In the stuffed butternut squash recipe, what temperature should the oven be lowered to after the squash halves come out?
START Selected passage
Denton County Living Well Magazine September/October 2019 | Page 45
Stuffed
Butternut Squash
Directions:
Ingredients:
• 2 medium butternut squash, about 2
1/2 pounds each
• 2 teaspoons olive oil, divided
• 3/4 cup quinoa
• 1 1/2 cups low sodium vegetable or
chicken broth
• 1 bunch kale, stems removed and
chopped (about 6 lightly packed
cups)
• 2 cloves garlic, minced
• 1 teaspoon dried oregano
• 1/2 teaspoon kosher salt
• 1/2 teaspoon black pepper
• 1 (15 ounce) can low sodium
chickpeas, rinsed and drained
• Zest of 1 orange, plus 1 tablespoon
fresh orange juice
• 1/3 cup reduced sugar dried
cranberries
• Grated Parmesan cheese or
crumbled feta cheese
Preheat oven to 425. Halve the butternut
squash, scoop out the seeds, then arrange the
halves on a baking tray, cut sides up. Drizzle
with 1 teaspoon olive oil and sprinkle lightly
with salt and pepper. Bake 45-55 minutes,
just until the squash is fork tender. Remove
from the oven and let cool. Reduce the oven
temperature to 375 degrees.
END Selected passage
START Dataset section
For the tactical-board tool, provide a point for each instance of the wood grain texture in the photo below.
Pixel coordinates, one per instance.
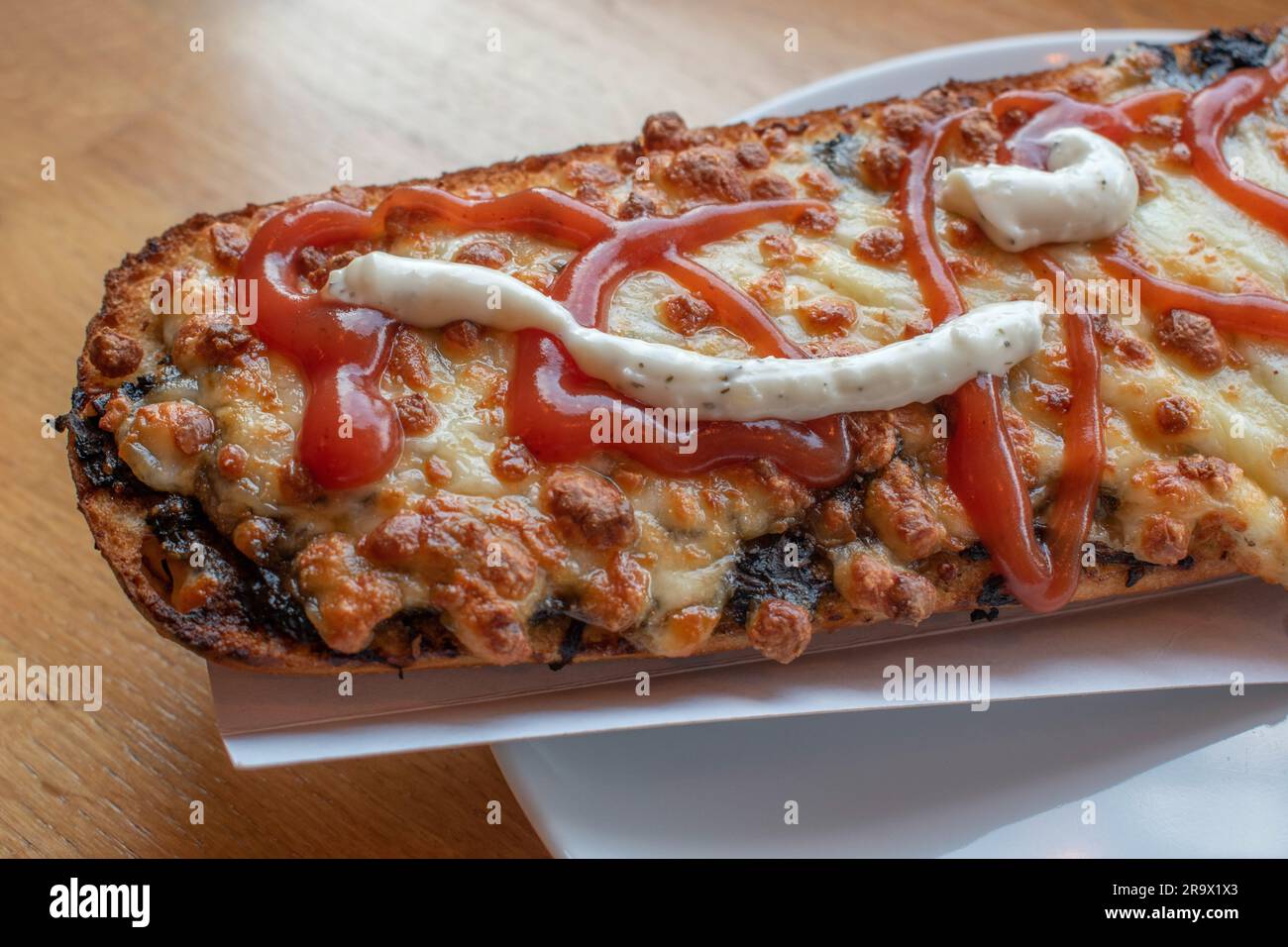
(145, 133)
END Dataset section
- _Reply_: 375 degrees